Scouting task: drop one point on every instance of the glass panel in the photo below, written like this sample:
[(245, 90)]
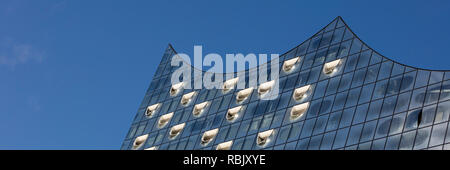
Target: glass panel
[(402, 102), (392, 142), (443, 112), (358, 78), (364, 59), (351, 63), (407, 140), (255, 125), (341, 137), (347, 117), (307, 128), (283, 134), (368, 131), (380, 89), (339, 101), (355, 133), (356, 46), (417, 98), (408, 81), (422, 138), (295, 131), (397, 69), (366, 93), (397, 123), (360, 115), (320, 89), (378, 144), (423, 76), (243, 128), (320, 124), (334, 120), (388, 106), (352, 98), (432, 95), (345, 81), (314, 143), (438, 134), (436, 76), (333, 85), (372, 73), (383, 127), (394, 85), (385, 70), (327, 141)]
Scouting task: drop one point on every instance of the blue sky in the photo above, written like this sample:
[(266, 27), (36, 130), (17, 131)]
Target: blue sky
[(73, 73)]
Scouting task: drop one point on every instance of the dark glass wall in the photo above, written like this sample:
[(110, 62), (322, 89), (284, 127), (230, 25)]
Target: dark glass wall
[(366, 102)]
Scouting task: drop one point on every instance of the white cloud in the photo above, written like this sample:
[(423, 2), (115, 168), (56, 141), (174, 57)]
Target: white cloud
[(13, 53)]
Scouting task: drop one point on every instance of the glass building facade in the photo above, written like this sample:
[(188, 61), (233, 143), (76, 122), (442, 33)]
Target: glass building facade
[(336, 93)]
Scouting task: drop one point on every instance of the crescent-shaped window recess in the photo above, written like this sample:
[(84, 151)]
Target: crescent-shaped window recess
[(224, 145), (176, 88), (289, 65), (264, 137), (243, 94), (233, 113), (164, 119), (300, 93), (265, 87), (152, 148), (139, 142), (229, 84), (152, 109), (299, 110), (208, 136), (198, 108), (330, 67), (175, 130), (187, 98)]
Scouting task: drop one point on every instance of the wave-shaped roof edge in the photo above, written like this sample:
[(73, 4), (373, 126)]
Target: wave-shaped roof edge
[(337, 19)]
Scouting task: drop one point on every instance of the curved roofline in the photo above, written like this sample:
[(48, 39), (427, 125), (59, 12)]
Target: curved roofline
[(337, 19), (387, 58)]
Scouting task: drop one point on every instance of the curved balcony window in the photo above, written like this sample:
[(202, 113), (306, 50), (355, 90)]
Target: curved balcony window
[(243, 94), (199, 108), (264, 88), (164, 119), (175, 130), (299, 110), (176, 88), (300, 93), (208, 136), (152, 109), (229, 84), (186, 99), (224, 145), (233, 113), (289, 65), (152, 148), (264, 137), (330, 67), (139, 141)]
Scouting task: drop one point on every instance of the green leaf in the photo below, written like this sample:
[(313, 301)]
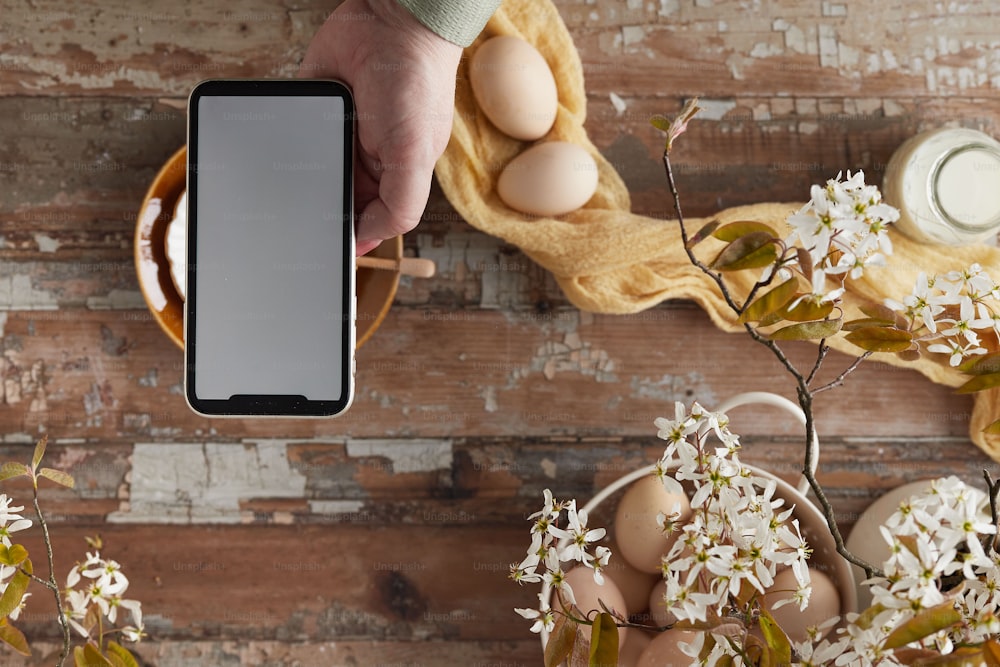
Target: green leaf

....

* [Instructions to follow] Across the preceding records, count the lines with the word "green" in them and give that figure alone.

* [Response area] 2